Raw data:

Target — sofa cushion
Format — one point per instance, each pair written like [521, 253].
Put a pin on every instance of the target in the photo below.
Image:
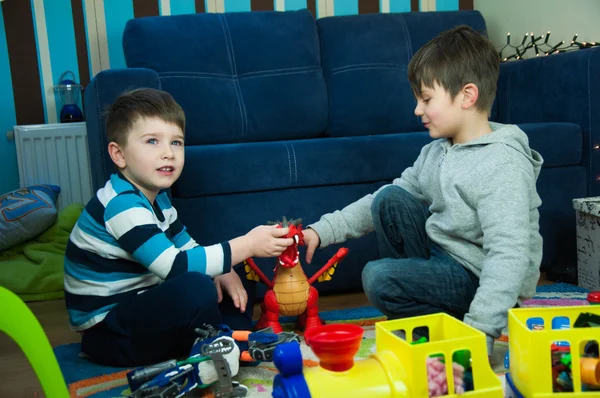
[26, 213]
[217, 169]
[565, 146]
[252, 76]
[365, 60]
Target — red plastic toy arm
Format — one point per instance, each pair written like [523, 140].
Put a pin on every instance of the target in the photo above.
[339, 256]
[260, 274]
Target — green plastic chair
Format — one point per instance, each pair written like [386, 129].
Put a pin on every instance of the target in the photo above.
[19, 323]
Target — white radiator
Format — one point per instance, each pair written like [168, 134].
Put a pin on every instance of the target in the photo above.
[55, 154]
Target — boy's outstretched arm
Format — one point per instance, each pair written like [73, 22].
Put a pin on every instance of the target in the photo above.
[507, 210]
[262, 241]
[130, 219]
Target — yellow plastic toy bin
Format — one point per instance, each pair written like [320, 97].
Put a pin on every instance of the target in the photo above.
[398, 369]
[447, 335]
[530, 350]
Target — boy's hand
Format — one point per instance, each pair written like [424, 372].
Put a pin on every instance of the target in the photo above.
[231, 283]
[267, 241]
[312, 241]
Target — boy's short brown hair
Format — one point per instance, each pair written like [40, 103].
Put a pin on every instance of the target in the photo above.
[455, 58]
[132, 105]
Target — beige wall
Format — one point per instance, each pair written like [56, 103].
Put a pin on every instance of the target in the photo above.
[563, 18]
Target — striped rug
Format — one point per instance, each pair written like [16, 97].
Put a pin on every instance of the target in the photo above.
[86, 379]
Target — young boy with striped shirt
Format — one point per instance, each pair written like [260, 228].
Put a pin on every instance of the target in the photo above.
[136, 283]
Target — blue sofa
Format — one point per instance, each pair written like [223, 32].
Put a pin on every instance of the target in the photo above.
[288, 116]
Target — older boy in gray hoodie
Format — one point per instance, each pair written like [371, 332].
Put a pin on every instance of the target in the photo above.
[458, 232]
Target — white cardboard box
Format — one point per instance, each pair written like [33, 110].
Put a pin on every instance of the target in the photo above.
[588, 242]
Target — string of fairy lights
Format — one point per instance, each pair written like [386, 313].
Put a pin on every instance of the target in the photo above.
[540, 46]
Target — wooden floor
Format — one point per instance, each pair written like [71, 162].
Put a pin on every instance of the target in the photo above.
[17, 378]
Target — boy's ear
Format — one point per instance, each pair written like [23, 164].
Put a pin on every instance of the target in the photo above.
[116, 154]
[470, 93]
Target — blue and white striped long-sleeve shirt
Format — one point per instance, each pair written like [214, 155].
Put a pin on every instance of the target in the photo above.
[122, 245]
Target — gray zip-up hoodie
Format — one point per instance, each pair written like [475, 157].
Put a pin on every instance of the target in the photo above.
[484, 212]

--

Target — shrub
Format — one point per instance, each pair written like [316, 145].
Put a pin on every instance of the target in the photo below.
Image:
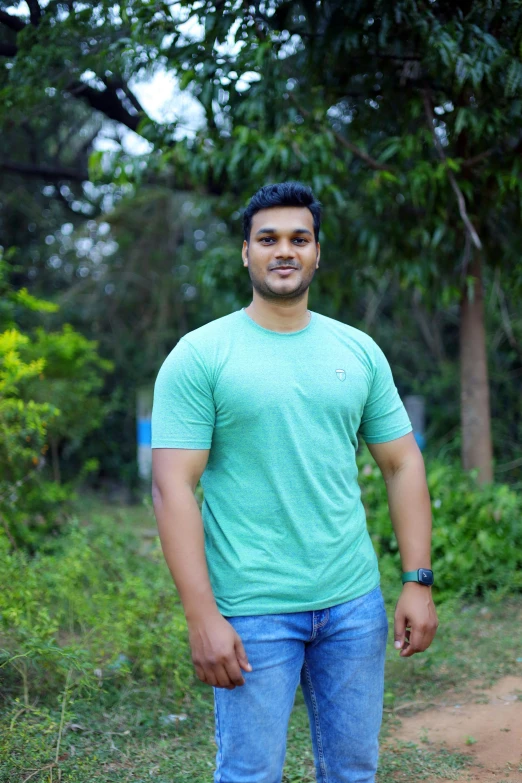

* * *

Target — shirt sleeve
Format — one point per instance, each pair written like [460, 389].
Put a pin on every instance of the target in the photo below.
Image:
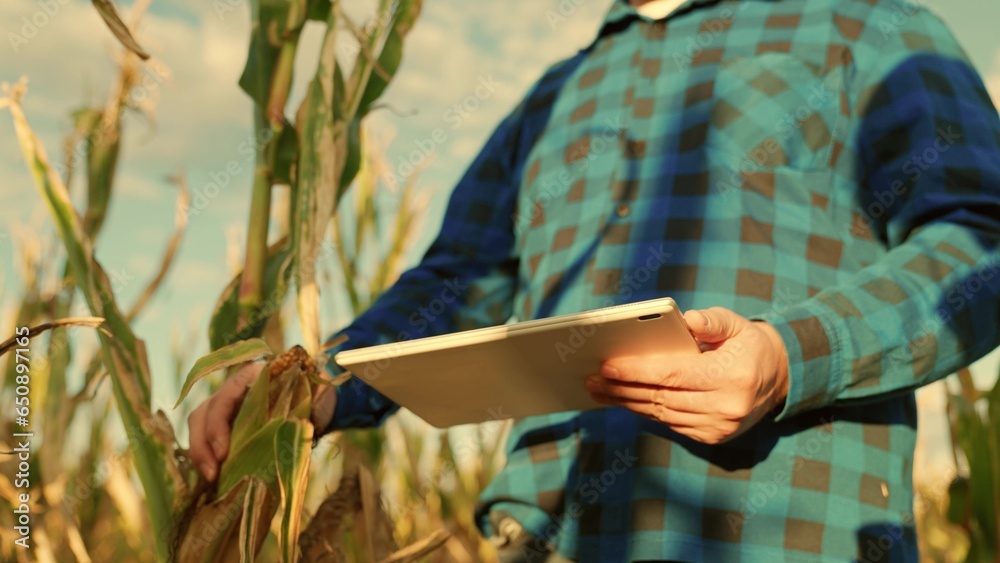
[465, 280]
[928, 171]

Assignment: Beginning at the line that has "Target — sofa cushion" and ending at the line that has "like [73, 22].", restate the listing above word for word, pictures left out.

Result of this exercise:
Target — sofa cushion
Format — one point per instance, each pair written like [521, 253].
Put a pin on every instance of the target in the photo below.
Image:
[26, 213]
[217, 169]
[565, 146]
[252, 76]
[365, 60]
Target — red plastic toy arm
Format — one point per instance, each pair written like [523, 140].
Put a pin on every instance of the target in the photo above.
[339, 256]
[260, 274]
Target — green plastic chair
Format — one point per instance, each pair written like [386, 129].
Put a pin on every instance of the target in the photo above.
[19, 323]
Target — white radiator
Format — one point per instance, each pair written like [168, 134].
Put a pin on every instance of the target in the photo above.
[55, 154]
Target — boy's outstretched arm
Format — one point per instance, each pair written like [73, 22].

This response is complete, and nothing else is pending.